### Exercise materials:
----------

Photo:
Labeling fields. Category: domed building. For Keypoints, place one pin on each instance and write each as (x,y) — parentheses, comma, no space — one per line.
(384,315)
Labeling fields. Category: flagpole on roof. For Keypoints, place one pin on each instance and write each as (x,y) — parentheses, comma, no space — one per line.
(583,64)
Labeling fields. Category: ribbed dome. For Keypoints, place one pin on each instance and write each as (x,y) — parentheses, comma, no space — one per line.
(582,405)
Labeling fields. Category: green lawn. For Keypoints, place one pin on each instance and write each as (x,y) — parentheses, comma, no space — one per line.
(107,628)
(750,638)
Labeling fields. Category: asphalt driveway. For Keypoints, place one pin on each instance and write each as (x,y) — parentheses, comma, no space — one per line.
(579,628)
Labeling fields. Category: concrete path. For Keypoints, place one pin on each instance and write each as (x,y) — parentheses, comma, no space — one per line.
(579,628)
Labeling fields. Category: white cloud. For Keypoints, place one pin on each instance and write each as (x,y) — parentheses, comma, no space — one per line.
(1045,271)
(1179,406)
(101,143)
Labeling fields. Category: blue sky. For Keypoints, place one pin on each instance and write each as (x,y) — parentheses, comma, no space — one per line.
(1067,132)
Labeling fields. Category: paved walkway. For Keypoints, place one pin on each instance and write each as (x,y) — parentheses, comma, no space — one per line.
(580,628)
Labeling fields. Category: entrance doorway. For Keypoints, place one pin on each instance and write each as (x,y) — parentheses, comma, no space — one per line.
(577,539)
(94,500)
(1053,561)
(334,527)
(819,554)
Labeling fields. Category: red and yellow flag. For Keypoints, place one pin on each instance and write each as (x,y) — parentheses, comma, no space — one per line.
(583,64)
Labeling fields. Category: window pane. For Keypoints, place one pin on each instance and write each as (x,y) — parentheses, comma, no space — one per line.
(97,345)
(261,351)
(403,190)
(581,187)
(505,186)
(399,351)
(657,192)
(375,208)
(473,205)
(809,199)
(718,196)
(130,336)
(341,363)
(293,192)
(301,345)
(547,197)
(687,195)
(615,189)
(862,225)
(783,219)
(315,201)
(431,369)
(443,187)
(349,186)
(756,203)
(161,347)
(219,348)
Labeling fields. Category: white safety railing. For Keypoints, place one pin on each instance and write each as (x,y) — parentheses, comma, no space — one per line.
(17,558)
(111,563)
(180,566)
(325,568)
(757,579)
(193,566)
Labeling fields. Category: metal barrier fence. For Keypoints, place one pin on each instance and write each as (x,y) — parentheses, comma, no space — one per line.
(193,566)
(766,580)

----------

Please write out the lines that run from the one with "Labeling fields. Category: metal" to the end of the records, both included, exactly as they appear.

### Problem solution:
Labeling fields. Category: metal barrier fence. For Keypoints, place one pin on each instance and write each as (x,y) — parentheses, comma, no space — one per line.
(193,566)
(766,580)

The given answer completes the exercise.